[START OF Recorded data]

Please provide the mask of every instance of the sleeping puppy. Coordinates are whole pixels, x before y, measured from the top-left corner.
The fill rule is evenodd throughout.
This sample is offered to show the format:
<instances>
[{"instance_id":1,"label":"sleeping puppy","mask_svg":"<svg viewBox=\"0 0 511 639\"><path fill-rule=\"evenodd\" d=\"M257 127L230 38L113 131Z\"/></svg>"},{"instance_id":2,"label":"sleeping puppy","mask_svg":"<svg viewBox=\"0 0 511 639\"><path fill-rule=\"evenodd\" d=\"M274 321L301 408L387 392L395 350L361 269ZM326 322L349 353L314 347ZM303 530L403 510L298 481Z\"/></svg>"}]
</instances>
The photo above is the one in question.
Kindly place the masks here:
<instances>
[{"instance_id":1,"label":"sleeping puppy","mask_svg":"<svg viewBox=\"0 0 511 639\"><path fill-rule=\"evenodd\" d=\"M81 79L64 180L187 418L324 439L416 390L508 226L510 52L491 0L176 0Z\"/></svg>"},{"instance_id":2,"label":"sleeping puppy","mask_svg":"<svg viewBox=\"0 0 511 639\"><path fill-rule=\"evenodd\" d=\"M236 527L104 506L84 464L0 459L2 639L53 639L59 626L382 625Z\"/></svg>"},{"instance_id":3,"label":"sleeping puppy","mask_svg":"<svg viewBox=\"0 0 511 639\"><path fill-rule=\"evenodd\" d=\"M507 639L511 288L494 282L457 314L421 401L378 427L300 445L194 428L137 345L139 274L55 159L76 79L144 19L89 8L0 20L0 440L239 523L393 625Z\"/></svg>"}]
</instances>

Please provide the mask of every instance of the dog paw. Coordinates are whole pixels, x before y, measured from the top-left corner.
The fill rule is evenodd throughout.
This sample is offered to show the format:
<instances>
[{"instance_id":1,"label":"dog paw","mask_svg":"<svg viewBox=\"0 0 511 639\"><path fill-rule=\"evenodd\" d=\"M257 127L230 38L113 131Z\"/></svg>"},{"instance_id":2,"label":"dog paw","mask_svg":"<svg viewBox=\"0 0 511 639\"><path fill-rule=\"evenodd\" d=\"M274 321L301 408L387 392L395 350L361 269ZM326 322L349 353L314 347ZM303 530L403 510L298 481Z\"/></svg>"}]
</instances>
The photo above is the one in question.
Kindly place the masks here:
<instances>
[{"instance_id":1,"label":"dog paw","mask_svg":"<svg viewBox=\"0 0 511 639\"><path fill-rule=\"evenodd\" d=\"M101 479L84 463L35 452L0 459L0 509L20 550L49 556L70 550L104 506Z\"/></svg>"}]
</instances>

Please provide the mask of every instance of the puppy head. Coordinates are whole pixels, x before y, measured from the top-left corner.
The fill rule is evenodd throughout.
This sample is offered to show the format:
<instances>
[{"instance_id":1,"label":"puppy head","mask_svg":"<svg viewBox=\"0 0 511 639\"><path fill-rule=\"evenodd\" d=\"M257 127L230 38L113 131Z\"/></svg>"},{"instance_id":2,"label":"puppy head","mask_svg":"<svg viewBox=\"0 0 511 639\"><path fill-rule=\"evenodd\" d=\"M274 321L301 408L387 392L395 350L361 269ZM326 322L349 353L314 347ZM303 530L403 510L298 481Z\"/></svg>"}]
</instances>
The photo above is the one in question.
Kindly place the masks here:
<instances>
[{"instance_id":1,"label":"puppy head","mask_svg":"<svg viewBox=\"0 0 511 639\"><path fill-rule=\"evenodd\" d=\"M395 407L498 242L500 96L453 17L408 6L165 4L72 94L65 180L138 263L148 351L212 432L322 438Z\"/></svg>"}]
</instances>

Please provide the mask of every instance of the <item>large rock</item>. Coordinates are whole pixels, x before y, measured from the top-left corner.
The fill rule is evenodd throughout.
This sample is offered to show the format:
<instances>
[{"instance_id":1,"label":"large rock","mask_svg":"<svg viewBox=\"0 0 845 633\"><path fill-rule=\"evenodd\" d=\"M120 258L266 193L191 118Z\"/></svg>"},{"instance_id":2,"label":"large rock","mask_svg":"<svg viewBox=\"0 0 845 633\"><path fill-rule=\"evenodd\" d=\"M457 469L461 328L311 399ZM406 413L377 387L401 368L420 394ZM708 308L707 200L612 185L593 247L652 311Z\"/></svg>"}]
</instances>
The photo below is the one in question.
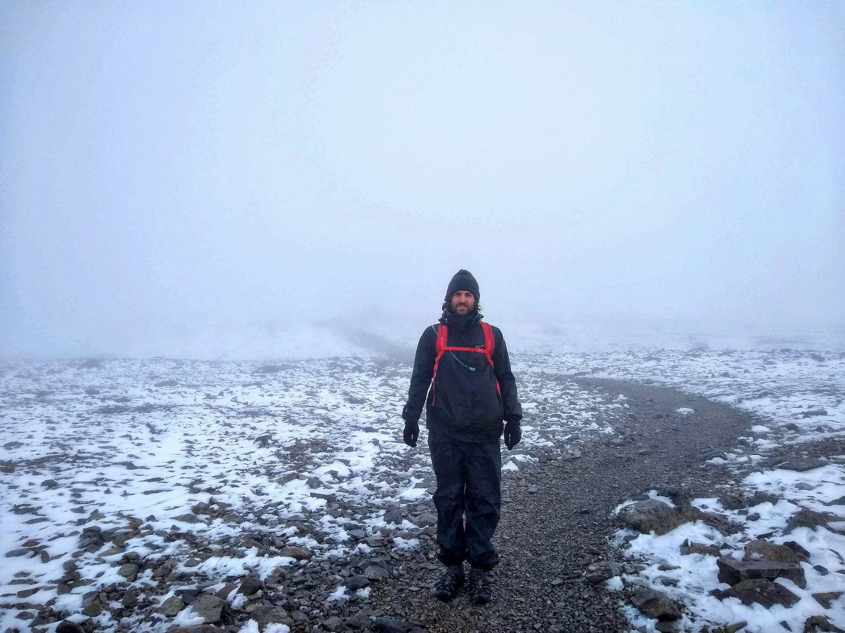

[END OF Recorded data]

## Goal:
Which lines of the listing above contain the string "sleeping"? Copy each of them, matching case exactly.

## Output for this task:
Please provide the mask of every instance of the sleeping puppy. Coordinates are whole pixels, x before y, measured from the top-left corner.
[{"instance_id":1,"label":"sleeping puppy","mask_svg":"<svg viewBox=\"0 0 511 639\"><path fill-rule=\"evenodd\" d=\"M257 127L230 38L113 131Z\"/></svg>"},{"instance_id":2,"label":"sleeping puppy","mask_svg":"<svg viewBox=\"0 0 511 639\"><path fill-rule=\"evenodd\" d=\"M274 321L301 408L387 392L395 350L361 269ZM326 322L349 353L314 347ZM303 530L403 510L298 481Z\"/></svg>"}]
[{"instance_id":1,"label":"sleeping puppy","mask_svg":"<svg viewBox=\"0 0 511 639\"><path fill-rule=\"evenodd\" d=\"M81 79L64 180L187 418L324 439L416 390L508 226L510 52L491 0L176 0Z\"/></svg>"},{"instance_id":2,"label":"sleeping puppy","mask_svg":"<svg viewBox=\"0 0 511 639\"><path fill-rule=\"evenodd\" d=\"M236 527L104 506L84 464L0 459L2 639L53 639L59 626L382 625Z\"/></svg>"},{"instance_id":3,"label":"sleeping puppy","mask_svg":"<svg viewBox=\"0 0 511 639\"><path fill-rule=\"evenodd\" d=\"M507 639L511 288L494 282L457 314L421 401L378 427L300 445L194 428L137 345L139 274L55 159L76 79L144 19L89 8L0 20L0 440L239 523L393 625Z\"/></svg>"}]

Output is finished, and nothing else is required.